Natural-language object grounding data:
____

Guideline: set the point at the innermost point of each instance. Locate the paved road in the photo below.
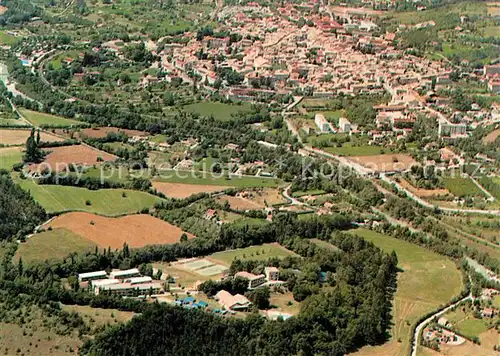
(430, 206)
(422, 325)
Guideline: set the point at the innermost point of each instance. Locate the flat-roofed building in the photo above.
(96, 284)
(272, 273)
(129, 290)
(322, 123)
(232, 302)
(139, 280)
(90, 276)
(253, 280)
(129, 273)
(344, 125)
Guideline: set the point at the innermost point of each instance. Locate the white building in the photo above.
(89, 276)
(272, 273)
(344, 125)
(133, 272)
(253, 280)
(322, 123)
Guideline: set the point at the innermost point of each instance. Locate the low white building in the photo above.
(344, 125)
(322, 123)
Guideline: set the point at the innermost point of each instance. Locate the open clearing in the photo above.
(239, 203)
(181, 191)
(60, 157)
(259, 253)
(219, 111)
(462, 187)
(206, 178)
(101, 132)
(19, 137)
(99, 316)
(492, 136)
(56, 198)
(386, 162)
(10, 156)
(423, 193)
(135, 230)
(42, 119)
(55, 244)
(427, 281)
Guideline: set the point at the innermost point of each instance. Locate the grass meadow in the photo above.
(427, 281)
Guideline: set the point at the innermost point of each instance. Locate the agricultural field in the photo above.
(97, 316)
(220, 111)
(463, 320)
(204, 178)
(102, 132)
(262, 252)
(462, 187)
(8, 39)
(181, 191)
(385, 162)
(11, 122)
(423, 193)
(19, 137)
(135, 230)
(349, 150)
(239, 203)
(9, 156)
(427, 281)
(52, 244)
(42, 119)
(59, 158)
(109, 202)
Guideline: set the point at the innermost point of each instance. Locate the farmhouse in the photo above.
(272, 273)
(90, 276)
(322, 123)
(134, 272)
(232, 302)
(253, 280)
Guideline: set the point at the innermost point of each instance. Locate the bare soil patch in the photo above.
(19, 137)
(59, 158)
(101, 132)
(181, 191)
(135, 230)
(424, 193)
(265, 196)
(240, 203)
(385, 162)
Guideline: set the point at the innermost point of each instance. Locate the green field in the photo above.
(462, 187)
(9, 40)
(427, 281)
(11, 122)
(496, 301)
(53, 244)
(172, 176)
(218, 110)
(109, 202)
(348, 150)
(258, 253)
(42, 119)
(10, 156)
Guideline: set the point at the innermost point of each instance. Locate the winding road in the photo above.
(422, 325)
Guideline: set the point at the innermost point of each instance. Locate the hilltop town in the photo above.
(249, 178)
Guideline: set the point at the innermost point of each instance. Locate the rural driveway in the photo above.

____

▶ **TRY IT**: Restate the data above word for word. Skip every picture.

▶ **TASK OUTPUT**:
Guideline: set the point at the innermost point of each instance. Locate the paved road in the photo below.
(430, 206)
(422, 325)
Guideline: set the point at the innermost point of each instance. Locate the flat-roofed building in the photo above.
(96, 284)
(272, 273)
(129, 290)
(322, 123)
(232, 302)
(139, 280)
(90, 276)
(253, 280)
(129, 273)
(344, 125)
Guideline: set the point at the innermost point of each instance. Locate the white building in the photo above.
(89, 276)
(272, 273)
(344, 125)
(133, 272)
(253, 280)
(322, 123)
Guideline: set the point at the innermost point of each instance. Locate the low white building in the photo above.
(344, 125)
(322, 123)
Guideline: set the point at the innermost point of each instance. Locate the open clearing in the photo above.
(239, 203)
(181, 191)
(60, 157)
(259, 253)
(219, 111)
(462, 187)
(206, 178)
(101, 132)
(19, 137)
(99, 316)
(492, 136)
(56, 198)
(386, 162)
(10, 156)
(423, 193)
(135, 230)
(42, 119)
(55, 244)
(427, 281)
Guideline: set the point at the innermost point of each instance. Locate the grass meadow in the photo above.
(427, 281)
Guideline: set the point at the innermost point of each instance. Locate the agricultural field in the photo above.
(97, 316)
(220, 111)
(463, 320)
(204, 178)
(102, 132)
(262, 252)
(462, 187)
(8, 39)
(181, 191)
(385, 162)
(11, 122)
(423, 193)
(19, 137)
(135, 230)
(349, 150)
(239, 203)
(9, 156)
(427, 281)
(52, 244)
(42, 119)
(59, 158)
(109, 202)
Guideline: set the point at the innermost point of each instance. Locate the farmhouse in the photo above.
(272, 273)
(90, 276)
(322, 123)
(134, 272)
(232, 302)
(253, 280)
Guideline: set the point at the innermost point of each instance. Locate the bare soil patch in the photo above.
(19, 137)
(59, 158)
(101, 132)
(181, 191)
(135, 230)
(424, 193)
(265, 196)
(240, 203)
(385, 162)
Guideline: set the point at the innermost point of each instance. Locate the green field in the photo above.
(462, 187)
(9, 40)
(427, 281)
(11, 122)
(496, 301)
(53, 244)
(172, 176)
(218, 110)
(109, 202)
(348, 150)
(258, 253)
(42, 119)
(10, 156)
Guideline: set the point at the innermost point of each instance. Locate the winding road in the photo above.
(422, 325)
Guideline: set the point at the innermost point of each instance. Locate the hilltop town in the photo above.
(249, 178)
Guideline: set the point at the innermost point of each instance. Locate the rural driveway in the photo above.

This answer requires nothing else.